#### SOURCE DATA
------------------------------------------------------------

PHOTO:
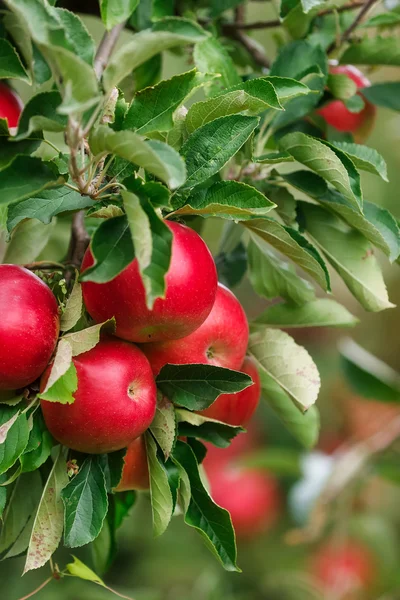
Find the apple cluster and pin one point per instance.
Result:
(198, 321)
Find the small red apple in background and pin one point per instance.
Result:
(29, 326)
(221, 340)
(10, 105)
(237, 409)
(191, 284)
(251, 496)
(135, 473)
(341, 118)
(115, 401)
(344, 568)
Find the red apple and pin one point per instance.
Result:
(10, 105)
(191, 287)
(135, 473)
(221, 340)
(115, 401)
(341, 118)
(251, 496)
(344, 568)
(237, 409)
(28, 328)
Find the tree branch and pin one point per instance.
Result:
(106, 47)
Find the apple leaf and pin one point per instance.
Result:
(291, 244)
(164, 34)
(211, 146)
(197, 386)
(73, 307)
(350, 254)
(228, 200)
(154, 156)
(289, 365)
(321, 312)
(198, 426)
(153, 108)
(327, 161)
(14, 432)
(210, 56)
(163, 426)
(367, 375)
(48, 523)
(46, 205)
(85, 502)
(161, 497)
(272, 278)
(211, 521)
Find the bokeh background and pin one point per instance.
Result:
(178, 566)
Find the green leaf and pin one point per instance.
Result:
(152, 241)
(163, 426)
(39, 445)
(112, 248)
(78, 568)
(294, 247)
(287, 364)
(334, 166)
(321, 312)
(211, 146)
(156, 157)
(350, 254)
(25, 177)
(197, 386)
(161, 497)
(367, 375)
(73, 307)
(41, 113)
(153, 108)
(85, 502)
(11, 66)
(271, 277)
(388, 19)
(210, 520)
(376, 224)
(46, 205)
(211, 57)
(48, 524)
(22, 502)
(14, 435)
(114, 12)
(28, 240)
(365, 158)
(164, 34)
(86, 339)
(229, 200)
(373, 51)
(384, 94)
(251, 97)
(198, 426)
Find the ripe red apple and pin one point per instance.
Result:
(340, 117)
(10, 105)
(344, 568)
(29, 326)
(251, 496)
(115, 401)
(191, 287)
(135, 473)
(221, 340)
(237, 409)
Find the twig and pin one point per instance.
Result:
(106, 47)
(79, 240)
(346, 34)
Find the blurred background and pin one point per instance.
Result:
(357, 556)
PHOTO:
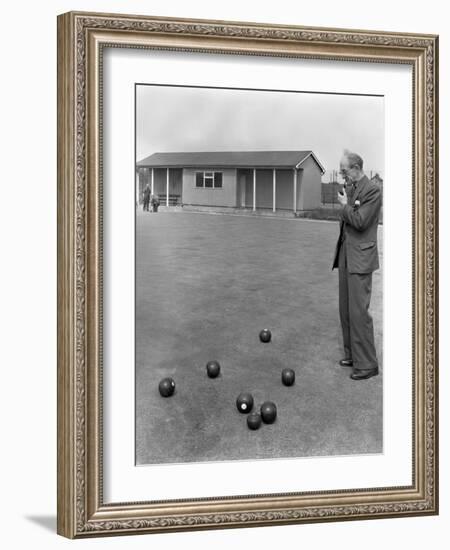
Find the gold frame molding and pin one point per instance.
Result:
(81, 37)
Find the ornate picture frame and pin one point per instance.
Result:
(82, 38)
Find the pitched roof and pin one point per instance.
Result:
(235, 159)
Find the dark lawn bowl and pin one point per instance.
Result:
(268, 412)
(244, 402)
(213, 369)
(167, 387)
(254, 421)
(288, 377)
(265, 336)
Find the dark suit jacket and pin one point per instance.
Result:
(359, 222)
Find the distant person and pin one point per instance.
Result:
(154, 202)
(147, 192)
(356, 256)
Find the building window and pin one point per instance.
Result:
(209, 180)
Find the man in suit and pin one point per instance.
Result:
(356, 257)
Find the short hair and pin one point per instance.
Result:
(353, 159)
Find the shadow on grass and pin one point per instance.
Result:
(46, 522)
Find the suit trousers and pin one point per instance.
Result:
(355, 291)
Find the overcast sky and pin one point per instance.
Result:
(176, 119)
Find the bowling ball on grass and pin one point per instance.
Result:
(288, 377)
(265, 336)
(268, 412)
(213, 369)
(244, 402)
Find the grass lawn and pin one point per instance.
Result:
(205, 286)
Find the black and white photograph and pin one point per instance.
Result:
(259, 274)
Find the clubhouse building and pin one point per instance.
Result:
(251, 180)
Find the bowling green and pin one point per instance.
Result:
(205, 286)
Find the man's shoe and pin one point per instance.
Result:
(364, 374)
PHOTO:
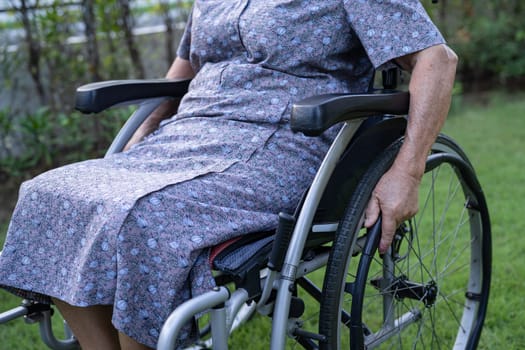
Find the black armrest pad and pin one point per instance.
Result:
(95, 97)
(314, 115)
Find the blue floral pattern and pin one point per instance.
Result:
(133, 230)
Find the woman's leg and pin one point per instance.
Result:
(91, 325)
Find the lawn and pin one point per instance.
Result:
(491, 130)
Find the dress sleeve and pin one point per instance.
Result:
(183, 50)
(389, 29)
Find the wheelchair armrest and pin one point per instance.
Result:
(95, 97)
(315, 114)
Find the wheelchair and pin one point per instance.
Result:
(319, 276)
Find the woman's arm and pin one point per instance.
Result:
(396, 194)
(180, 69)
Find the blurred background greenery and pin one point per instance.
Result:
(48, 48)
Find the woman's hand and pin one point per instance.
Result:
(396, 194)
(396, 198)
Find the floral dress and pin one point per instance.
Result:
(133, 230)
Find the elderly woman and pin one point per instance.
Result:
(118, 243)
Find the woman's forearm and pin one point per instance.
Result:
(433, 73)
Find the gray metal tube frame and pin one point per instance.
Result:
(301, 231)
(186, 311)
(133, 122)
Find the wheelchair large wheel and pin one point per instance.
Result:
(431, 289)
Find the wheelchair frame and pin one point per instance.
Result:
(286, 266)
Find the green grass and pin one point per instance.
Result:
(492, 134)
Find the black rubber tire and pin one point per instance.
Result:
(347, 282)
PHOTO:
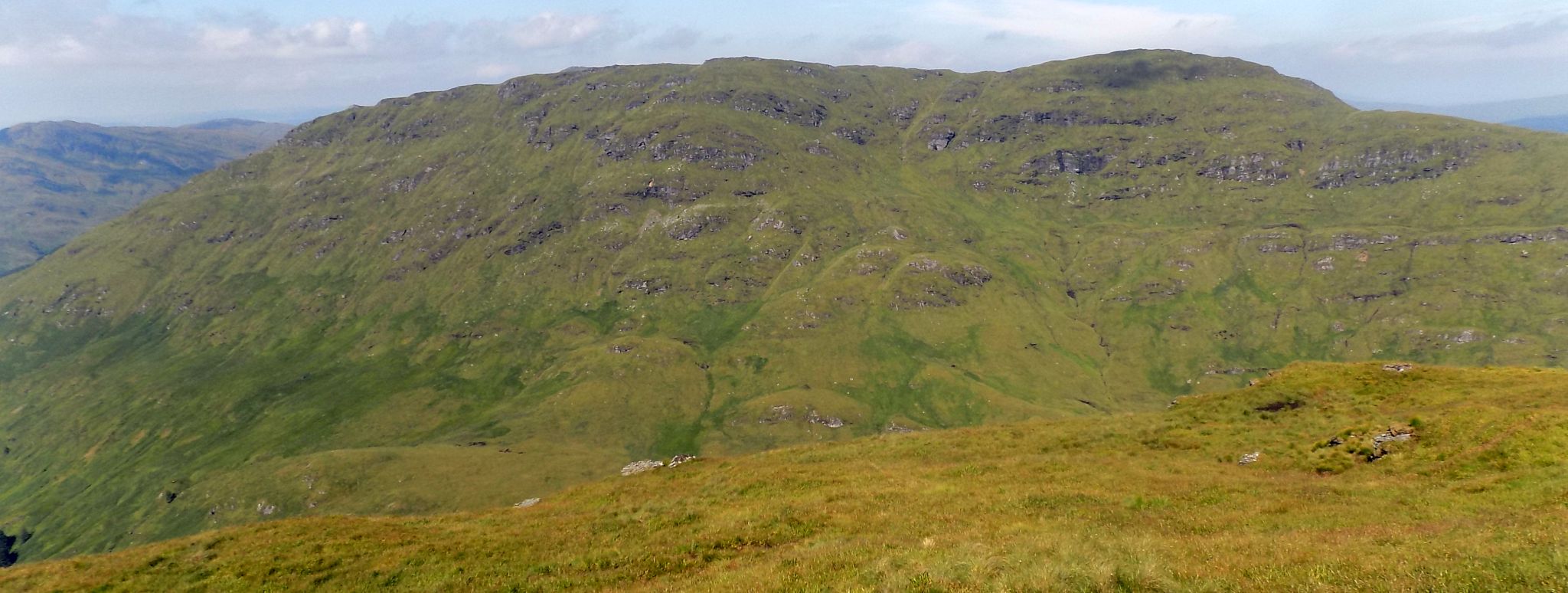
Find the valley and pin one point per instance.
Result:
(460, 300)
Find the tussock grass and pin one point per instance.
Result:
(1150, 501)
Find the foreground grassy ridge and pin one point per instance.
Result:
(1150, 501)
(603, 266)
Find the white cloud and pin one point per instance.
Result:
(31, 35)
(1539, 37)
(1084, 27)
(885, 51)
(311, 41)
(552, 30)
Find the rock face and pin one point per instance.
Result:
(634, 262)
(640, 467)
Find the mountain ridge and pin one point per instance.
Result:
(1321, 476)
(60, 178)
(523, 286)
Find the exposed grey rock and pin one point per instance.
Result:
(640, 467)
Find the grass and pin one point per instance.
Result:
(63, 178)
(559, 269)
(1150, 501)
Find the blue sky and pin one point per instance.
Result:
(167, 61)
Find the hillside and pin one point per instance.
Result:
(60, 178)
(466, 299)
(1364, 479)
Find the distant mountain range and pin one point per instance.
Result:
(477, 297)
(1545, 113)
(60, 178)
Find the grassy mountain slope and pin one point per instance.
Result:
(1472, 498)
(465, 299)
(60, 178)
(1545, 123)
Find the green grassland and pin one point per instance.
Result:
(1473, 500)
(466, 299)
(61, 178)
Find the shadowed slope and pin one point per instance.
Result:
(465, 299)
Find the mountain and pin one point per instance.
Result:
(466, 299)
(60, 178)
(1361, 477)
(1545, 113)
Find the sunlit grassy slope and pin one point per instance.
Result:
(1475, 500)
(465, 299)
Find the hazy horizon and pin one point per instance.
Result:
(178, 61)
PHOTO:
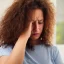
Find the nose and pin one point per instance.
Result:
(35, 26)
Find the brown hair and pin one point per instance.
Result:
(15, 21)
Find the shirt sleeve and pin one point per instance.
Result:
(56, 57)
(5, 51)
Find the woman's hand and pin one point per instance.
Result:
(27, 32)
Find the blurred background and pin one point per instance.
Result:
(59, 28)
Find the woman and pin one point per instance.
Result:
(26, 34)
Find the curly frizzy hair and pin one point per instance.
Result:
(15, 21)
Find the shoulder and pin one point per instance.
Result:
(55, 55)
(5, 50)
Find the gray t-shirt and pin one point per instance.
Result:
(41, 55)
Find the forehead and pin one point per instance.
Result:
(35, 14)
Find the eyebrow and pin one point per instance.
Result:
(38, 20)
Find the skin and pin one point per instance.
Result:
(36, 17)
(18, 52)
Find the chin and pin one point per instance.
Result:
(34, 38)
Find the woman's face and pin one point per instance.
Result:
(36, 17)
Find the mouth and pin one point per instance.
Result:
(35, 34)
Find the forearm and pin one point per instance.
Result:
(18, 52)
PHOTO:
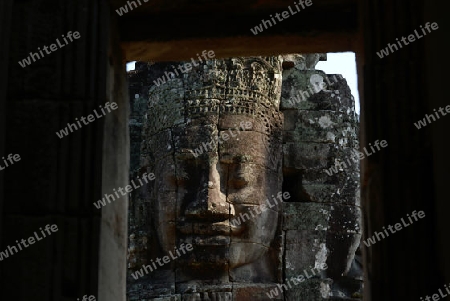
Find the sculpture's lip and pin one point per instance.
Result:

------------------------------------------------------------

Pictures stay out. Write out everything else in the material exactly.

#### THE COMPLETED TASK
PHOTO:
Find the apple cluster and pin one point per instance.
Result:
(198, 321)
Find the small red apple in background and pin one point per instance.
Result:
(29, 326)
(221, 340)
(10, 105)
(237, 409)
(191, 284)
(251, 496)
(135, 473)
(341, 118)
(115, 401)
(344, 568)
Find the red apple and pin one point per instance.
Result:
(10, 105)
(191, 287)
(135, 473)
(221, 340)
(115, 401)
(341, 118)
(251, 496)
(344, 568)
(237, 409)
(28, 328)
Find the tree branch and pin one point per instance.
Result:
(106, 47)
Find the apple leaf and pin one point per instance.
Result:
(291, 244)
(164, 34)
(211, 146)
(197, 386)
(73, 307)
(350, 254)
(228, 200)
(154, 156)
(289, 365)
(321, 312)
(198, 426)
(153, 108)
(327, 161)
(14, 432)
(210, 56)
(163, 426)
(367, 375)
(48, 523)
(46, 205)
(85, 502)
(161, 497)
(272, 278)
(211, 521)
Find the bokeh background and pin one point per instance.
Result:
(178, 566)
Find the green leaf and pin one point per instance.
Result:
(152, 241)
(163, 426)
(39, 445)
(112, 248)
(78, 568)
(294, 247)
(287, 364)
(334, 166)
(321, 312)
(211, 146)
(156, 157)
(350, 254)
(25, 177)
(197, 386)
(161, 497)
(367, 375)
(73, 307)
(41, 113)
(153, 108)
(85, 502)
(11, 66)
(271, 277)
(388, 19)
(210, 520)
(376, 224)
(46, 205)
(211, 57)
(48, 524)
(22, 502)
(14, 435)
(114, 12)
(28, 240)
(365, 158)
(164, 34)
(86, 339)
(229, 200)
(373, 51)
(384, 94)
(251, 97)
(198, 426)
Find the ripe red apple and pin one point per instance.
Result:
(340, 117)
(10, 105)
(344, 568)
(29, 326)
(251, 496)
(115, 401)
(191, 287)
(135, 473)
(221, 340)
(237, 409)
Find the twig and pin one point per instance.
Result:
(106, 47)
(79, 240)
(346, 34)
Find the blurred background and pin one point per instance.
Result:
(357, 556)
PHOTO:
Find the gold frame molding and pin one point per instance.
Result:
(81, 37)
Find the ornate picture frame and pin one point per instance.
Result:
(82, 38)
Find the pitched roof and pin one point per instance.
Result:
(235, 159)
Find the dark lawn bowl and pin one point per instance.
Result:
(268, 412)
(244, 402)
(213, 369)
(167, 387)
(254, 421)
(288, 377)
(265, 336)
Find the dark suit jacket and pin one point per instance.
Result:
(359, 222)
Find the distant person and pin one point per instance.
Result:
(154, 202)
(147, 192)
(356, 256)
Find the building window and pin one point per instance.
Result:
(209, 180)
Find the man in suit and pin one point per instance.
Result:
(356, 257)
Find the short hair and pin one point per instance.
Result:
(353, 159)
Find the shadow on grass and pin one point per instance.
Result:
(46, 522)
Find the suit trousers and pin one point per instance.
Result:
(355, 291)
Find the overcast sky and pin one point per instance.
Result:
(176, 119)
Find the bowling ball on grass and pin one point per instance.
Result:
(288, 377)
(265, 336)
(268, 412)
(213, 369)
(244, 402)
Find the grass lawn and pin one point per instance.
Result:
(205, 286)
Find the black and white photograph and pin one point per instance.
Result:
(259, 274)
Find the clubhouse building and pin one point per instance.
Result:
(251, 180)
Find the bowling green and pin one point per instance.
Result:
(205, 286)
Find the man's shoe and pin one point per instance.
Result:
(364, 374)
PHOTO:
Find the black armrest pad and pin one point per instance.
Result:
(95, 97)
(314, 115)
Find the blue floral pattern and pin one point per instance.
Result:
(133, 230)
Find the woman's leg and pin one point per instance.
Result:
(91, 325)
Find the lawn and pin one point per instance.
Result:
(491, 130)
Find the dress sleeve and pin one point per instance.
Result:
(183, 50)
(389, 29)
Find the wheelchair armrest and pin one point per instance.
Result:
(95, 97)
(315, 114)
Find the wheelchair and pin one point per instance.
Result:
(319, 276)
Find the woman's arm and pin one point per instance.
Result:
(396, 194)
(180, 69)
Find the blurred background greenery and pin one point per instance.
Result:
(48, 48)
Find the woman's hand and pin one point per instance.
Result:
(396, 194)
(396, 198)
Find the floral dress and pin one point per instance.
Result:
(133, 230)
Find the elderly woman and pin one point per instance.
Result:
(118, 243)
Find the woman's forearm and pin one point per instance.
Result:
(433, 73)
Find the gray metal tube frame and pin one point per instance.
Result:
(301, 231)
(186, 311)
(133, 122)
Find the wheelchair large wheel and pin one point per instance.
Result:
(431, 289)
Find the wheelchair frame and pin one point per instance.
Result:
(286, 266)
Find the green grass and pin one point per instance.
Result:
(492, 134)
Find the black rubber tire and pin one point per instance.
Result:
(347, 282)
PHOTO:
Find the valley and pin one point per instance.
Result:
(460, 300)
Find the tussock grass and pin one point per instance.
Result:
(1150, 501)
Find the foreground grassy ridge and pin one point per instance.
Result:
(1150, 501)
(603, 266)
Find the white cloud and pin one point per instance.
Result:
(31, 35)
(1539, 37)
(1084, 27)
(885, 51)
(311, 41)
(552, 30)
Find the rock face and pin one point per instance.
Result:
(634, 262)
(640, 467)
Find the mountain ridge and pin one point per instance.
Result:
(1321, 476)
(60, 178)
(523, 286)
Find the exposed grey rock and pin one point per instance.
Result:
(640, 467)
Find the grass and pin one point per instance.
Result:
(63, 178)
(559, 269)
(1150, 501)
Find the blue sky and pin one point per instance.
Result:
(167, 61)
Find the hillside and pin one point per instance.
Result:
(60, 178)
(466, 299)
(1364, 479)
Find the distant mountain range and pin one point per instance.
Result:
(477, 297)
(1545, 113)
(60, 178)
Find the grassy mountain slope and pin one point per instance.
Result:
(1472, 498)
(465, 299)
(60, 178)
(1545, 123)
Find the green grassland and pin one point per instance.
Result:
(1473, 500)
(466, 299)
(61, 178)
Find the shadowed slope and pin one point per instance.
Result:
(465, 299)
Find the mountain and pin one point per instance.
Result:
(466, 299)
(60, 178)
(1361, 477)
(1545, 113)
Find the sunlit grassy slope and pin one point per instance.
Result:
(1475, 500)
(465, 299)
Find the hazy horizon and pin one point per instance.
Result:
(178, 61)
PHOTO:
Find the nose and pin one point per instance.
Result:
(35, 26)
Find the brown hair and pin one point per instance.
Result:
(15, 21)
Find the shirt sleeve and pin one point per instance.
Result:
(56, 57)
(5, 51)
Find the woman's hand and pin one point per instance.
Result:
(27, 32)
Find the blurred background and pin one point per instance.
Result:
(59, 28)
Find the woman and pin one point per instance.
Result:
(26, 34)
Find the curly frizzy hair and pin one point per instance.
Result:
(15, 21)
Find the shoulder and pin one point per instance.
Result:
(55, 55)
(5, 50)
Find the gray t-shirt and pin one point per instance.
Result:
(41, 55)
Find the forehead and pin one point per instance.
Result:
(35, 14)
Find the eyebrow and pin one point per instance.
Result:
(38, 20)
Find the skin and pin one point per instance.
Result:
(36, 17)
(18, 52)
Find the chin and pin one point per instance.
Result:
(34, 38)
Find the woman's face and pin one point per instance.
Result:
(36, 17)
Find the mouth and pin one point per instance.
Result:
(35, 34)
Find the forearm and pin one point per instance.
Result:
(18, 52)
PHOTO:
Find the sculpture's lip and pin one point per instance.
Result:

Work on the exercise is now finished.